▶ EXERCISE DETAILS
Scale the listing below. Reproduce every line, requests included, but multiply each bounding-box pixel coordinate in the answers by 0.7 and round to whole numbers, halves up. Keep the sample coordinates in the requests as they are, and omit the pictures.

═════ GIVEN INFORMATION

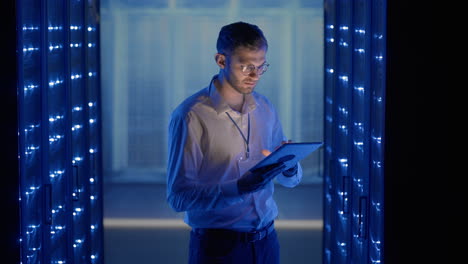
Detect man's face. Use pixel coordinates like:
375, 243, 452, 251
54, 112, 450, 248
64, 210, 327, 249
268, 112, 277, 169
224, 47, 266, 94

══════════

▶ ANSWER IN FULL
Detect man's face. Use pixel coordinates like:
375, 243, 452, 251
54, 112, 450, 248
64, 210, 327, 249
268, 112, 277, 169
157, 33, 186, 66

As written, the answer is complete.